Provided passage
□ □ □ □
In Simplif, if the warning is enabled, tail calls are annotated, and if a call is expected to be in tail position
but isnt't, the warning is emitted.

Also added two tests in testsuite/tests/warnings/.

yallop · 2014-10-29T23:35:15Z

/cc @euanh

euanh · 2014-10-30T09:48:58Z

/cc @simonjbeaumont

simonjbeaumont · 2014-10-30T09:58:43Z

Cool! I've also had a stab at the same problem. I also found that doing this in the compiler would mean threading through the annotations into the Lambda layer (passed the Transl stage).

It seemed like that was a clear separation from the Typedtree to the Lambda so instead I wrote a cmt parser:

https://github.com/simonjbeaumont/ocaml-tailrec

It can be compiled with make and has two more targets: make test_pass and make test_fail. It is a bit of a proof of concept at the moment. Sadly the extension point ppx strategy didn't suffice since it only gives you a hook at the untyped AST stage.

Cool to see this in the compiler though. I'd hacked up a similar approach but not quite made it.

c-cube · 2014-10-30T10:03:19Z

A ppx strategy would be useful to implement [@tailrec] in terms of [@tailcall] (as suggested there).
□ □ □ □
Extracted records:
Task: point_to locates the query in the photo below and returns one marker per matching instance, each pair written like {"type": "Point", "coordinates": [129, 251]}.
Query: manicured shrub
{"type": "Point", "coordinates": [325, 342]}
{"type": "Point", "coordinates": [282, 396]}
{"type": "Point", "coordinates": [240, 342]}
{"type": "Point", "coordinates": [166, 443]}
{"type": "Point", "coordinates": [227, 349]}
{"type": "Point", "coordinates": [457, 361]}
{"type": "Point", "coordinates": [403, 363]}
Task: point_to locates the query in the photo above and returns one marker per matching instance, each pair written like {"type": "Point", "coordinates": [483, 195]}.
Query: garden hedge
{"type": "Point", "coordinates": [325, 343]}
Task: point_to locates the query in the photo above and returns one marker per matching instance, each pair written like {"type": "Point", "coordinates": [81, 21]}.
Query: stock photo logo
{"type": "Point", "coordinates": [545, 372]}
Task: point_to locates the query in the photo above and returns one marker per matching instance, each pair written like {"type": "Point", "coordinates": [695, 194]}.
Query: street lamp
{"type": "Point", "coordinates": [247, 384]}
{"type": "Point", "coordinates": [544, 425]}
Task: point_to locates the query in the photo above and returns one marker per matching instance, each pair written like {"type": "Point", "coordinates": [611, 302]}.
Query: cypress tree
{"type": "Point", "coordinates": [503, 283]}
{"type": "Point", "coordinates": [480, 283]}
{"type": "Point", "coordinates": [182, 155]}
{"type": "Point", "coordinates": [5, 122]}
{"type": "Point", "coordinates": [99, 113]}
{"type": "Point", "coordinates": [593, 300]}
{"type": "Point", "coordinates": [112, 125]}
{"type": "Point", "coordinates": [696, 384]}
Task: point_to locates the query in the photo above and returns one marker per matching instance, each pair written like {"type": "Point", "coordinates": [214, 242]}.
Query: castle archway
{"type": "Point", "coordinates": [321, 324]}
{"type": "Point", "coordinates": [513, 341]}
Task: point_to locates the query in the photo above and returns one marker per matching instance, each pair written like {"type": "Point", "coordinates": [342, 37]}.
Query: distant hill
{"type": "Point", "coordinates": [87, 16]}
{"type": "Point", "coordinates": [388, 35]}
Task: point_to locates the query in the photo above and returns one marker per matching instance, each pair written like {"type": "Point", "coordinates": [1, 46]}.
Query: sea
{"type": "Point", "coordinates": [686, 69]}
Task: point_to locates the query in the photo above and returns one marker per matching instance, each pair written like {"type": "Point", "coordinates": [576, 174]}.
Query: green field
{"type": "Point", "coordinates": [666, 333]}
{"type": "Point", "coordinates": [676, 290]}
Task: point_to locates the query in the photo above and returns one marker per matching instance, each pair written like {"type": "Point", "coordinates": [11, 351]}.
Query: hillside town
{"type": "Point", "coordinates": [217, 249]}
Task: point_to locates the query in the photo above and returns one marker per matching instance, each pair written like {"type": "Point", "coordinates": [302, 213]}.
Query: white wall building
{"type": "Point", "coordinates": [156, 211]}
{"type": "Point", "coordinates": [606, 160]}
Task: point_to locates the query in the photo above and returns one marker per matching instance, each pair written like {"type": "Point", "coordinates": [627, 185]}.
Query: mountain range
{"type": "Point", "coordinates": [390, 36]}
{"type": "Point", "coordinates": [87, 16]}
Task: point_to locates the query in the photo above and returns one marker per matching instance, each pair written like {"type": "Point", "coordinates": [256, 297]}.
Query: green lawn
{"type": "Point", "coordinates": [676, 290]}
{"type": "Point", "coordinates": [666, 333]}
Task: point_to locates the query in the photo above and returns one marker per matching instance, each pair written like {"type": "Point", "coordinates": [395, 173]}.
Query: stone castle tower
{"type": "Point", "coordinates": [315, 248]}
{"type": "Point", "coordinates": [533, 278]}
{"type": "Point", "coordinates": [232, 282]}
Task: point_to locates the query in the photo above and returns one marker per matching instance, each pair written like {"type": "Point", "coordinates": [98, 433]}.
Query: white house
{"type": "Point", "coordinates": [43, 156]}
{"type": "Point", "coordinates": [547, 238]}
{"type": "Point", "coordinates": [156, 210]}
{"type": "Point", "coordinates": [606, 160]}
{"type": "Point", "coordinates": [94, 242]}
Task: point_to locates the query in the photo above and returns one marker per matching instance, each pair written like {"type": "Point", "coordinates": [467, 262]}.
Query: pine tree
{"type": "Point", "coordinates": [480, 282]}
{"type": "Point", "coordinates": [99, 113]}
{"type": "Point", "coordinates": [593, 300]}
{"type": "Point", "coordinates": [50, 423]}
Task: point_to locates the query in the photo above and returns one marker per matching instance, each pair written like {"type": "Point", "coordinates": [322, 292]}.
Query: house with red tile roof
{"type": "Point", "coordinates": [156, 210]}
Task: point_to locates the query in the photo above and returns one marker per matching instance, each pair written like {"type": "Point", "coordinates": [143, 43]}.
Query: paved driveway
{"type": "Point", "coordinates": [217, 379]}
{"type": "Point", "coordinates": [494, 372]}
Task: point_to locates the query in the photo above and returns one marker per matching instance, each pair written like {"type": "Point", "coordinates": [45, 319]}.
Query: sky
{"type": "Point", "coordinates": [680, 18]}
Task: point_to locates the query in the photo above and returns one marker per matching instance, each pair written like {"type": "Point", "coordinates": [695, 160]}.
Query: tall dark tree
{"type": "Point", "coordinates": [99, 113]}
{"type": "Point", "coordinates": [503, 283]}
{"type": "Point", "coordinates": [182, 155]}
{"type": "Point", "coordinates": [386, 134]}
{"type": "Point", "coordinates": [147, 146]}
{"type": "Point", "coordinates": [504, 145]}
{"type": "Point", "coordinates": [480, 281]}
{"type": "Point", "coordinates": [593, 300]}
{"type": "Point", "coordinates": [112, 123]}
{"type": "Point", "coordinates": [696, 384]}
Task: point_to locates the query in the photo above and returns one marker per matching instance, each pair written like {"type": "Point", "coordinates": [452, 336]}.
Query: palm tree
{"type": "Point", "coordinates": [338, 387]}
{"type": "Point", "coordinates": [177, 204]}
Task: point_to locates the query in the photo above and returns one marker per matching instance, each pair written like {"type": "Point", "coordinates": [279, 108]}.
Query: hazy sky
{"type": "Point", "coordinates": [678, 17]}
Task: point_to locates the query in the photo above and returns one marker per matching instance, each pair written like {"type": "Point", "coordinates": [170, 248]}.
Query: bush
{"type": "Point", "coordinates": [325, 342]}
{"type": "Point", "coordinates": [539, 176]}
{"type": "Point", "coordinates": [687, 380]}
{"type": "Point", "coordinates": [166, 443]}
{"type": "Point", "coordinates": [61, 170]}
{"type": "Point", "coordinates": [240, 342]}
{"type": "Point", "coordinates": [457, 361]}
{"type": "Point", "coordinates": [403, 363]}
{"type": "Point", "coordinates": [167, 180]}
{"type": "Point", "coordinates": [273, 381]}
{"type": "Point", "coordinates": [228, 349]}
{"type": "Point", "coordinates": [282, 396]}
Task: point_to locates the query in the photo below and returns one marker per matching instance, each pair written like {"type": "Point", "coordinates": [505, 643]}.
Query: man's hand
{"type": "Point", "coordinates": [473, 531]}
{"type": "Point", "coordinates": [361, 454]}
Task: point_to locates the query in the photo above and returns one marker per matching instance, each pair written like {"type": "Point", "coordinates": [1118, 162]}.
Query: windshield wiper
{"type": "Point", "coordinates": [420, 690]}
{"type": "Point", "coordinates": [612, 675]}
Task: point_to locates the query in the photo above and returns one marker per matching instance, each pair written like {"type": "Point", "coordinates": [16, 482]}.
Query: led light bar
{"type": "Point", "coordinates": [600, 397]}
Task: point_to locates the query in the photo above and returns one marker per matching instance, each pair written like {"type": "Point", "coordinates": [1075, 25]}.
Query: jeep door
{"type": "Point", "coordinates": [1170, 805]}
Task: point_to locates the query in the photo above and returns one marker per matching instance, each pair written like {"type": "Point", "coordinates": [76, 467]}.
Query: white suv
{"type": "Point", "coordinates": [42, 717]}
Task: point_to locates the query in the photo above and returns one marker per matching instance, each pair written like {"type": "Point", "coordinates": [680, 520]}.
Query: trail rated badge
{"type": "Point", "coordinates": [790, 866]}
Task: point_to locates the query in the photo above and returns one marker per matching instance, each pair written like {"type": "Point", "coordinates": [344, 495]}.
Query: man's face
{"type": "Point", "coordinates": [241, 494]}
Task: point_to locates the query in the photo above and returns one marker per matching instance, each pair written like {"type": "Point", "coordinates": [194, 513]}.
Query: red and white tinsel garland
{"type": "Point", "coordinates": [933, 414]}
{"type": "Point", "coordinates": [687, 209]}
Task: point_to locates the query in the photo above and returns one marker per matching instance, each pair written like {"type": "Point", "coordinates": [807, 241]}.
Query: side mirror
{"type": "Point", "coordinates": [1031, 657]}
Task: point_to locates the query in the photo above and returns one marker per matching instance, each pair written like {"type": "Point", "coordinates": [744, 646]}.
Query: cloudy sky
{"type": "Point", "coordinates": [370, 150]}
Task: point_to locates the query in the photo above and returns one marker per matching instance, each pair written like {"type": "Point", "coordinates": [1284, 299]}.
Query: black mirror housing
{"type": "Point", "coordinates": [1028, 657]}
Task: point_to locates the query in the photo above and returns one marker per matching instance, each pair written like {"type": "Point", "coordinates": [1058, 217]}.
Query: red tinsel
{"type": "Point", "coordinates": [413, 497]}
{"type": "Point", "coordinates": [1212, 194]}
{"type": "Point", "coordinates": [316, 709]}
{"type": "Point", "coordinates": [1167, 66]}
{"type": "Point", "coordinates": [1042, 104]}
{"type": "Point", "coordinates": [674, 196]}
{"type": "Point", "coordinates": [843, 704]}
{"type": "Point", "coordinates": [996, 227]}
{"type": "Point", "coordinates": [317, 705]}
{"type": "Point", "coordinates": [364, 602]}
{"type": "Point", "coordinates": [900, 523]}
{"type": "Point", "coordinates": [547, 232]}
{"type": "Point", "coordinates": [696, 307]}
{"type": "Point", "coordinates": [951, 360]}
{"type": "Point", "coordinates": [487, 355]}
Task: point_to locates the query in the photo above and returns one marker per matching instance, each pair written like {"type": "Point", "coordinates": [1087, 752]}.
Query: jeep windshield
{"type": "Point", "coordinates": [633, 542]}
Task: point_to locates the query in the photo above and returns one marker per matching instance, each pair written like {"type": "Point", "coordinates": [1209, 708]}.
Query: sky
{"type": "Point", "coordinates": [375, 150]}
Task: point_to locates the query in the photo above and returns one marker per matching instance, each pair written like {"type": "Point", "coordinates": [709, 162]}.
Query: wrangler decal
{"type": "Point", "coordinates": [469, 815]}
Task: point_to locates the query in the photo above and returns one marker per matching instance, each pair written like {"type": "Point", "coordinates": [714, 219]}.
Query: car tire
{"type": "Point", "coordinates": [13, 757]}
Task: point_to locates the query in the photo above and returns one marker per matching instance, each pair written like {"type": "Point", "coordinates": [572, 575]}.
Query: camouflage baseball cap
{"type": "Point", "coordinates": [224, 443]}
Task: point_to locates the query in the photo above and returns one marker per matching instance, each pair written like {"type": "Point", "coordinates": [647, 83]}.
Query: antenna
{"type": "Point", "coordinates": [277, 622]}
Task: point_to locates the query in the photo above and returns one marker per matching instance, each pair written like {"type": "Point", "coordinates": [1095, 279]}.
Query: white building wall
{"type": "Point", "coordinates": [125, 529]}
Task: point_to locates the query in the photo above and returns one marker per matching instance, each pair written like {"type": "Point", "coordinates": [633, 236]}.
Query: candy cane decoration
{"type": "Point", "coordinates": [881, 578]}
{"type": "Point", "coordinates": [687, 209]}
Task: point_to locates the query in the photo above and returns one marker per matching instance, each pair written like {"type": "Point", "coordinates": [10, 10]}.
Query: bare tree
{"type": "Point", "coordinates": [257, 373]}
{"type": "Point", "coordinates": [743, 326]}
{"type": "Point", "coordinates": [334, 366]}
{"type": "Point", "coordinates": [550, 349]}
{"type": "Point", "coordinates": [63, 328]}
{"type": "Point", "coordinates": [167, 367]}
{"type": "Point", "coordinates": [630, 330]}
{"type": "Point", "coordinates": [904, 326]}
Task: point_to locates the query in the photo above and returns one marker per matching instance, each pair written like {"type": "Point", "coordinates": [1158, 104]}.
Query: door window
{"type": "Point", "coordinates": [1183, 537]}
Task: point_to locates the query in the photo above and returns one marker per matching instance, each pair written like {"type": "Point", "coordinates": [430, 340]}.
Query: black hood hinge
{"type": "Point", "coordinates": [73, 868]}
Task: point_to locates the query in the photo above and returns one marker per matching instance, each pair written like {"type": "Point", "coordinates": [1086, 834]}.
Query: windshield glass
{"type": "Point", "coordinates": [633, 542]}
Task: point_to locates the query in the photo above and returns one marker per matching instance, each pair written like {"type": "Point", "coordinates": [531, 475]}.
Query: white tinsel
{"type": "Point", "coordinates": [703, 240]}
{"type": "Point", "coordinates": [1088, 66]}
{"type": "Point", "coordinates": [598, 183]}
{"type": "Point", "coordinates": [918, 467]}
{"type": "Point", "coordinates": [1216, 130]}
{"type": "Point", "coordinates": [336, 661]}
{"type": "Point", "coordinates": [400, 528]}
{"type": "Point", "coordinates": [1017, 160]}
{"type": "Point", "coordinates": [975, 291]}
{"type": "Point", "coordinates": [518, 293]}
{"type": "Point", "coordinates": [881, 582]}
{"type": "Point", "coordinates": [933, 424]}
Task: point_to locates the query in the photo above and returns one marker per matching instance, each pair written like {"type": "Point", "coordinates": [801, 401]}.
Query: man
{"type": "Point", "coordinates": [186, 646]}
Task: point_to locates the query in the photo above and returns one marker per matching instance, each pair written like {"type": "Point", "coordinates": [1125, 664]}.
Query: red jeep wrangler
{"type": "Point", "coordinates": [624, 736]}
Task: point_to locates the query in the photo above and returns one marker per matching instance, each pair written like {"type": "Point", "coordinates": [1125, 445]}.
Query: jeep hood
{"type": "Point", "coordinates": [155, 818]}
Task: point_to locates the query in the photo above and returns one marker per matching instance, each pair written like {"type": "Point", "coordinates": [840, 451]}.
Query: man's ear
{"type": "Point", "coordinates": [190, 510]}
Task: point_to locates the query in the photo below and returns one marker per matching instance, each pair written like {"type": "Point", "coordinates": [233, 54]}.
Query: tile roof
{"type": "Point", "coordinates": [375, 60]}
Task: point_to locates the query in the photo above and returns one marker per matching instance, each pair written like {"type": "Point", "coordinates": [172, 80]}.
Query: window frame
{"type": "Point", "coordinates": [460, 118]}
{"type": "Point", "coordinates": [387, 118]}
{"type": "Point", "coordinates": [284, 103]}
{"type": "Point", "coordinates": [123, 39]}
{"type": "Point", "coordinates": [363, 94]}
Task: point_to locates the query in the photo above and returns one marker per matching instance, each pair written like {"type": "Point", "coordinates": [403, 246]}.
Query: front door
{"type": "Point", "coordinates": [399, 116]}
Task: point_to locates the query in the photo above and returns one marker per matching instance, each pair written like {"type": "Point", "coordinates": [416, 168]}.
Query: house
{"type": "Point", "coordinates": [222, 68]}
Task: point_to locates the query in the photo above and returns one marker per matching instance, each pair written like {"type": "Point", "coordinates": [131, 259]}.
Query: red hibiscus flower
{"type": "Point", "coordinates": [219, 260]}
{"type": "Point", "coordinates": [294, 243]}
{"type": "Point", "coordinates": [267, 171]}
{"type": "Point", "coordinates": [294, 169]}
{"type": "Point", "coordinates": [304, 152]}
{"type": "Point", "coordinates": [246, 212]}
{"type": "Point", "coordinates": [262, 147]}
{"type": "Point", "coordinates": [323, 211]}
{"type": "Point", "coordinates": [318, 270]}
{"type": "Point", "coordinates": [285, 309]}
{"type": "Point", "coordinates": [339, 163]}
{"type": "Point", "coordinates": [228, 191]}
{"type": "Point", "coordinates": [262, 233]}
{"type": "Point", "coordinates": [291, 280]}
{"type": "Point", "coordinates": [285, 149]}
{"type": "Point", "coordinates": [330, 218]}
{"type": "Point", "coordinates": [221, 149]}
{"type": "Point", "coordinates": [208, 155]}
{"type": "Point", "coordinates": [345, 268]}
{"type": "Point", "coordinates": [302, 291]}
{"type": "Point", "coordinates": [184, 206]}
□ □ □ □
Tasks to complete
**a.** Rewrite the tail-call thread, beginning at the words "Cool! I've also" and stopping after "quite made it.", with "proof of concept" changed to "prototype".
**b.** List every username that appears in the tail-call thread.

Set of answers
**a.**
Cool! I've also had a stab at the same problem. I also found that doing this in the compiler would mean threading through the annotations into the Lambda layer (passed the Transl stage).

It seemed like that was a clear separation from the Typedtree to the Lambda so instead I wrote a cmt parser:

https://github.com/simonjbeaumont/ocaml-tailrec

It can be compiled with make and has two more targets: make test_pass and make test_fail. It is a bit of a prototype at the moment. Sadly the extension point ppx strategy didn't suffice since it only gives you a hook at the untyped AST stage.

Cool to see this in the compiler though. I'd hacked up a similar approach but not quite made it.

**b.** yallop, euanh, simonjbeaumont, c-cube